Alıştırma Koşulları.
**1)** Sayfa alıntısına dayanarak şu soruları yanıtlayın:
(a) Terör saldırısı hangi ilçedeki polisevine yönelikti?
(b) Saldırıda şehit olan polis memurunun adı nedir?
(c) Şentop'a göre Meclis 5. Yasama Yılı'na hangi tarihte başlamıştı?
**2)** Sayfa alıntısından "Mersin'in Mezitli ilçesindeki" ile "baş sağlığı diledi." arasındaki bölümü, bu iki ifade de dahil olmak üzere hiç değiştirmeden alıntılayın.
**3)** Sayfa alıntısında "Devletin dirliğine ve milletin birliğine" sözleriyle başlayan paragrafı, temel bilgilerini koruyarak daha kısa biçimde yeniden yazın.

Sayfa Alıntısı.
**********
Mersin'in Mezitli ilçesindeki polisevine yönelik terör saldırısını kınayarak sözlerine başlayan Şentop, saldırıda şehit olan polis memuru Sedat Gezer'e Allah'tan rahmet, ailesine ve Emniyet Teşkilatı'na baş sağlığı diledi.
Devletin dirliğine ve milletin birliğine kasteden bütün terör örgütlerini ve gizli-açık destekçilerini lanetleyen Şentop, "Ne kadar tuzak kurarlarsa kursunlar Türkiye'nin bu tuzaklara düşmeyeceğine, kimi odakların istediği gibi kaosa sürüklenmeyeceğine inancım tam" mesajını verdi.
Şentop, yeni yasama yılının yarın başlayacağına işaret ederek "Meclisimiz, 1 Ekim 2021'de başladığı 5. Yasama Yılı'nı sonlandırmış ve tarihinde ilk kez 6. Yasama Yılı'na başlamış olacak" dedi.
**********
Veri Satırları.
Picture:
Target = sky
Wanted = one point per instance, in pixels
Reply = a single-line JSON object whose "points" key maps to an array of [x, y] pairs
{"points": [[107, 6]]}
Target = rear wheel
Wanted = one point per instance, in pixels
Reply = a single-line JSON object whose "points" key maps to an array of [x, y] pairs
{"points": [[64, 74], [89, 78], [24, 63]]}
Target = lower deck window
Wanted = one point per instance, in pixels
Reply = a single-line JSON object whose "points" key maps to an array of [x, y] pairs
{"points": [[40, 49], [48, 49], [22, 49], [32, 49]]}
**********
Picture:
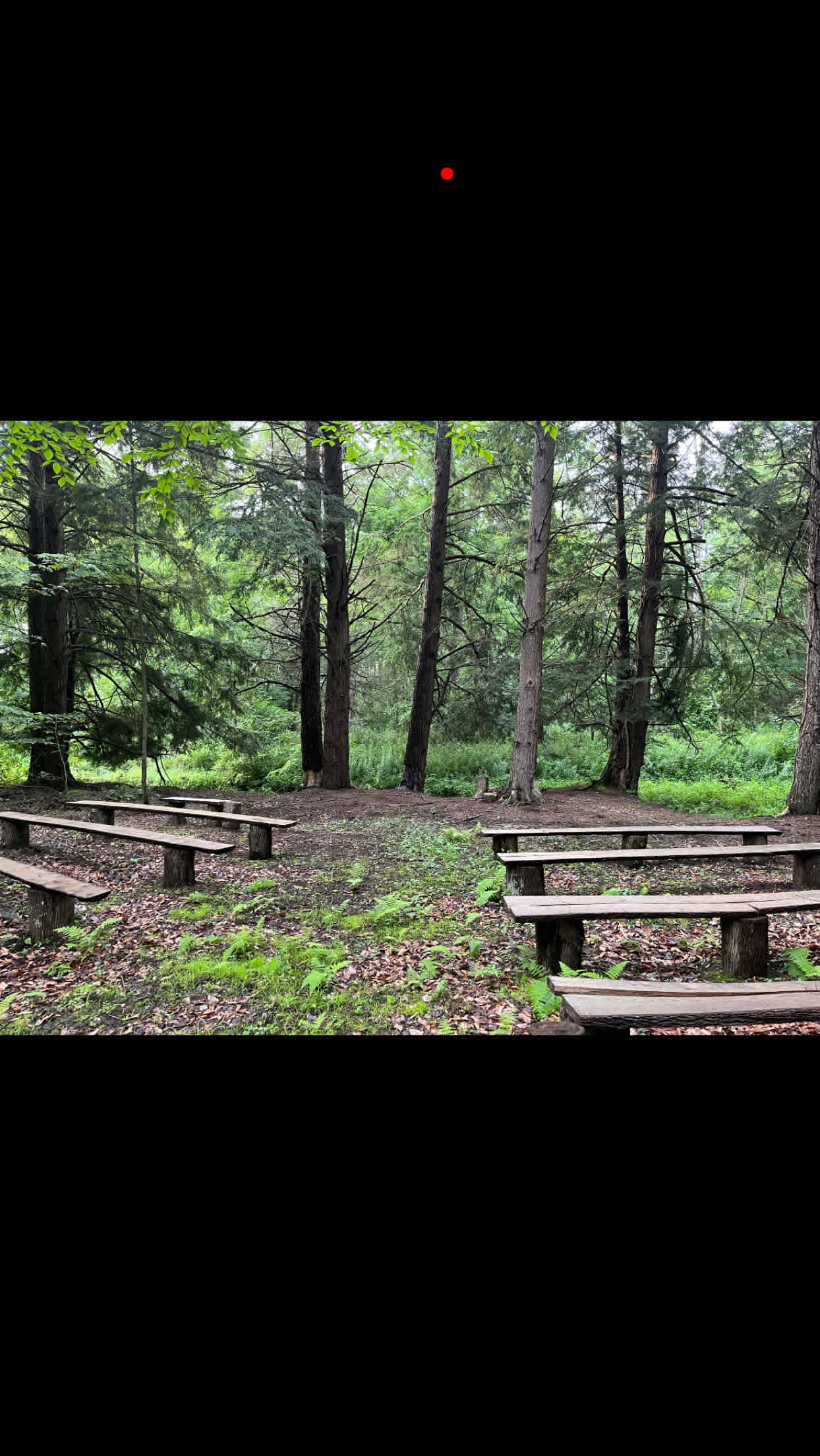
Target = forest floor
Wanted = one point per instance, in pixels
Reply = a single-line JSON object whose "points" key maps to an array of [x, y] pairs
**********
Görev Yanıtları.
**1)**
(a) Mersin'in Mezitli ilçesindeki polisevine.
(b) Sedat Gezer.
(c) 1 Ekim 2021'de.

**2)**
Mersin'in Mezitli ilçesindeki polisevine yönelik terör saldırısını kınayarak sözlerine başlayan Şentop, saldırıda şehit olan polis memuru Sedat Gezer'e Allah'tan rahmet, ailesine ve Emniyet Teşkilatı'na baş sağlığı diledi.

**3)** Şentop, devletin dirliğine ve milletin birliğine kasteden tüm terör örgütlerini ve destekçilerini lanetledi. Türkiye'nin kurulan tuzaklara düşmeyeceğine ve kaosa sürüklenmeyeceğine tam olarak inandığını söyledi.